* Extract:
-=-=-
The above is the translation of a letter written to the Bombay Jesuits by one who knew Fr Willy well and we may add also, knew enough to judge men and matters.
Fr Joseph Willy, as the author of the "In Memoriam" puts it, "built up the soul of the College while Fr Mutti built up its body." It was Fr Willy, who as the first Rector and Principal of the College, declared on Jan, 12, 1880, in a pandal of thatched cadjan leaves: "We open the college today". And one of his successors will soon announce amidst a pile of buildings and perhaps before an assembly of several thousand: "The College completes 100 years today".
-=-=-
* Given records:
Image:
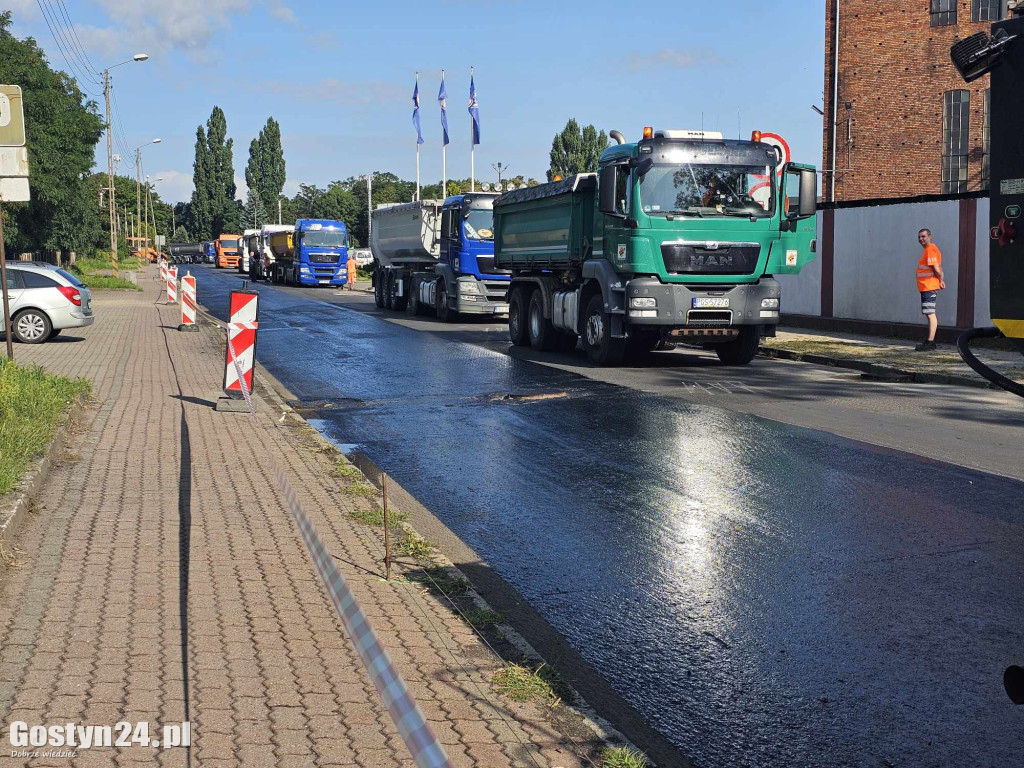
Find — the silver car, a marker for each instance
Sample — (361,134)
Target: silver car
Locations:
(45,300)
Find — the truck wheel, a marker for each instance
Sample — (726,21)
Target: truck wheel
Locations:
(379,289)
(601,348)
(397,302)
(740,350)
(518,334)
(542,333)
(444,312)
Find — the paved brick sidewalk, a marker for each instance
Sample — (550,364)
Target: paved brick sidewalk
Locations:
(166,498)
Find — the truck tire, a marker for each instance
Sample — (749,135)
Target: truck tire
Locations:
(543,335)
(601,348)
(414,307)
(397,302)
(444,312)
(518,334)
(740,350)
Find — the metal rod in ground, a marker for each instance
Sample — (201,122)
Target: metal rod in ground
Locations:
(387,530)
(3,289)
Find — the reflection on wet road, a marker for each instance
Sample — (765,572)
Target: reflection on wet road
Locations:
(763,594)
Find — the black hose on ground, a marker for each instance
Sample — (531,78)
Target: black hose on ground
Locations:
(963,346)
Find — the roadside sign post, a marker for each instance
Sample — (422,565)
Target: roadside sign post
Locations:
(13,181)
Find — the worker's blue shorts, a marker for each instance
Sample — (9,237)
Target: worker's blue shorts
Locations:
(928,302)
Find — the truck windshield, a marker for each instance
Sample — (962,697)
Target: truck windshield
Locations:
(707,189)
(324,239)
(478,223)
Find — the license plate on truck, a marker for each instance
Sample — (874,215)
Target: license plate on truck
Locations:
(711,301)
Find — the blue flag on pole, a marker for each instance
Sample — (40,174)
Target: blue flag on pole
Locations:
(474,111)
(416,113)
(441,98)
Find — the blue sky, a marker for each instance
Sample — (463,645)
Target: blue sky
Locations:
(339,76)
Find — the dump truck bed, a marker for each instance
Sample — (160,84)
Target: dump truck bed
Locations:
(548,226)
(407,233)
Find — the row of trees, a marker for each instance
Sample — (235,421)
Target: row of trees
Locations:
(68,211)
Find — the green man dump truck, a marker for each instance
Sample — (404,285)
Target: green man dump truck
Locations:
(676,238)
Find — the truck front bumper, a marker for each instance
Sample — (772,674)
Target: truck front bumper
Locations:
(677,305)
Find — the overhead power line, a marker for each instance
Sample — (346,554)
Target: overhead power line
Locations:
(76,70)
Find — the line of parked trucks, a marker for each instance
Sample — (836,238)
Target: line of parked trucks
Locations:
(677,238)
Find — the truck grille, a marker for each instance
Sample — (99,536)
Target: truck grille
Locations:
(697,258)
(486,265)
(709,317)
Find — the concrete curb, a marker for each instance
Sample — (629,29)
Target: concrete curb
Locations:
(876,372)
(15,505)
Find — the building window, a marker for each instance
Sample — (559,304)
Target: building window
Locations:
(985,10)
(943,12)
(986,146)
(955,129)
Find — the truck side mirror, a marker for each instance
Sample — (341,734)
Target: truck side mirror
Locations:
(808,194)
(606,180)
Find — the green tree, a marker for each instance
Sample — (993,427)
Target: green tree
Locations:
(61,131)
(200,216)
(265,169)
(214,210)
(576,151)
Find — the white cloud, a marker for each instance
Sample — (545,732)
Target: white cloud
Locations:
(175,186)
(157,27)
(671,59)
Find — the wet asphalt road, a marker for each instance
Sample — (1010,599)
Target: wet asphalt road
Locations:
(764,594)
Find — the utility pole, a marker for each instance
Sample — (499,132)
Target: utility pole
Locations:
(110,171)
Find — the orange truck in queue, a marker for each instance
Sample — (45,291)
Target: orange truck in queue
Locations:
(227,251)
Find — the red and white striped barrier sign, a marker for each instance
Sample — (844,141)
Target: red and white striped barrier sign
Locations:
(172,285)
(242,339)
(187,302)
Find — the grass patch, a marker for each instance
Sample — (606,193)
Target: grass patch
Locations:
(481,619)
(375,516)
(85,270)
(440,582)
(32,403)
(523,684)
(343,469)
(623,757)
(361,489)
(414,546)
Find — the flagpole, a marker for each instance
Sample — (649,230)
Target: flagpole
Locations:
(417,145)
(443,159)
(472,148)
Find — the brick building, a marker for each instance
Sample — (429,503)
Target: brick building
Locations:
(900,122)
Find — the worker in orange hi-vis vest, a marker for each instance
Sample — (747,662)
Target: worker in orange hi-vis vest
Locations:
(352,267)
(930,280)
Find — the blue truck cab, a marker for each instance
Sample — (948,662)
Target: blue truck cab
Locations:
(320,252)
(467,255)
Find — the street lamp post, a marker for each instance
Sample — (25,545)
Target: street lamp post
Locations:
(110,156)
(138,180)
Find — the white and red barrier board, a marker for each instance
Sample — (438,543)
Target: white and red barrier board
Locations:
(242,338)
(172,285)
(188,300)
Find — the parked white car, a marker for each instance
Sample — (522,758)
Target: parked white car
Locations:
(45,300)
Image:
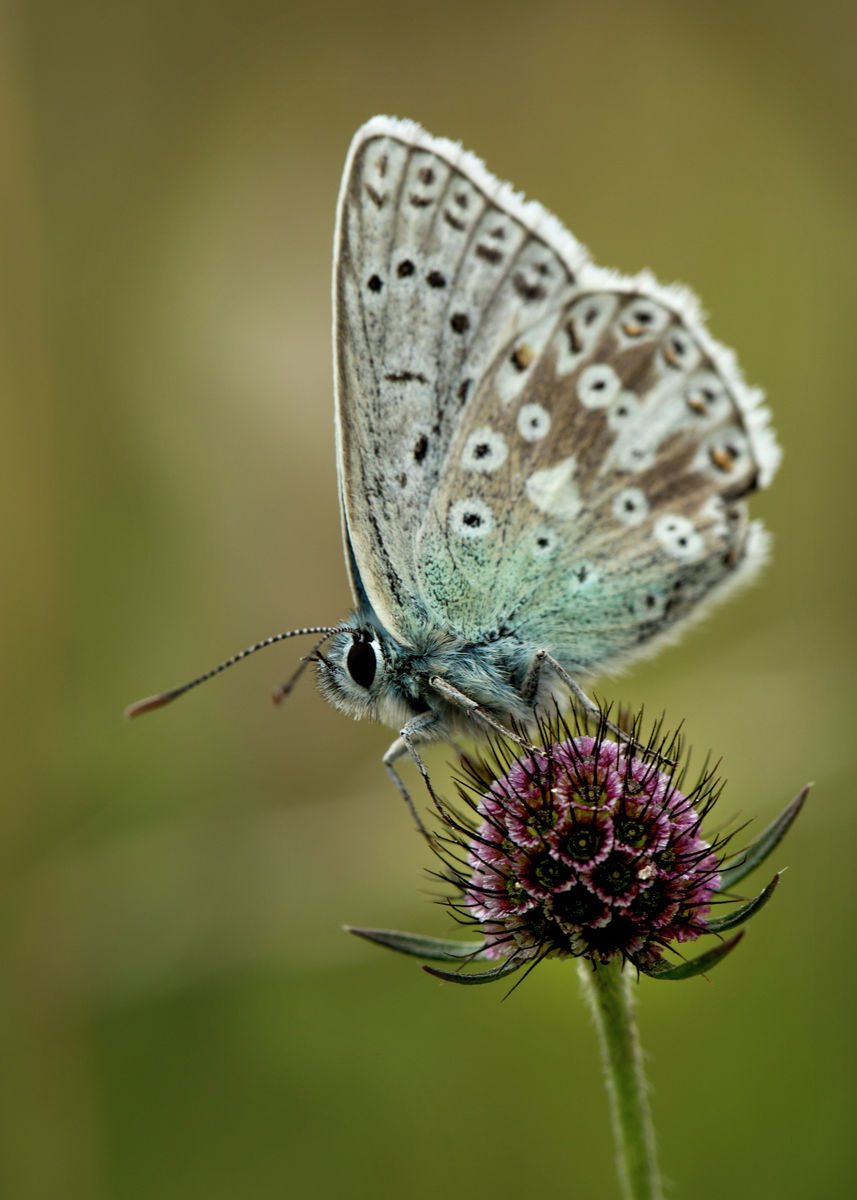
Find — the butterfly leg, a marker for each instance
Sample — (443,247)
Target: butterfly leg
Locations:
(450,693)
(405,744)
(529,689)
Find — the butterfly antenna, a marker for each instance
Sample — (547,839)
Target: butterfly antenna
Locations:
(165,697)
(282,691)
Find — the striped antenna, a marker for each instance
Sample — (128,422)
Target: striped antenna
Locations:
(165,697)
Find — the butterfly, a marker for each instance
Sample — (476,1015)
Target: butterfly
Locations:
(543,465)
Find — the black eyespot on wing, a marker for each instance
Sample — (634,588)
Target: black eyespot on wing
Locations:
(361,664)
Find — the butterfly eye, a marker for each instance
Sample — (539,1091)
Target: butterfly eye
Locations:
(361,663)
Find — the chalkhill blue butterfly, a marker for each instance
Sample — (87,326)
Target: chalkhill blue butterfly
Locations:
(543,465)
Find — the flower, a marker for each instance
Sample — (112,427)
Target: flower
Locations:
(589,847)
(586,847)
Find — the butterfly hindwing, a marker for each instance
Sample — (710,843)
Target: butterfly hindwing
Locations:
(591,509)
(528,444)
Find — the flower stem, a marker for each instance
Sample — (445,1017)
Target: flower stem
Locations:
(607,990)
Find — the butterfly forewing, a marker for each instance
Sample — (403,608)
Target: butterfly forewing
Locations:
(594,505)
(528,445)
(435,270)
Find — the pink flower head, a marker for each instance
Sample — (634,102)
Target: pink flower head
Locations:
(587,849)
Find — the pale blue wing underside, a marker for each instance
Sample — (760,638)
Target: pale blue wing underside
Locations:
(433,271)
(592,501)
(527,444)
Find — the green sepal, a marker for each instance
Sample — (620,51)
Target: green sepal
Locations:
(736,868)
(744,911)
(437,949)
(693,966)
(473,977)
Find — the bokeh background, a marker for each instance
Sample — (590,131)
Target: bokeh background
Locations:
(180,1012)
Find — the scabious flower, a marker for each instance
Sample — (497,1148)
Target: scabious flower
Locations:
(587,847)
(591,847)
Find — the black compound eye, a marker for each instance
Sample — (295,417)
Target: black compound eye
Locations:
-=-=-
* Request A: Retype the section of the passage on Fr Willy that begins at the words "The above is" and stops after "men and matters.".
* Request B: Using the passage on Fr Willy, decide whether each statement agrees with it. Answer yes or no and quote the deciding words: (i) Fr Willy was the first Rector and Principal of the College. (ii) Fr Mutti built up the soul of the College. (iii) The college was opened in a pandal of thatched cadjan leaves.

* Full answer A:
The above is the translation of a letter written to the Bombay Jesuits by one who knew Fr Willy well and we may add also, knew enough to judge men and matters.

* Full answer B:
(i) Yes: "as the first Rector and Principal of the College"
(ii) No: "built up the soul of the College while Fr Mutti built up its body."
(iii) Yes: "in a pandal of thatched cadjan leaves: "We open the college today""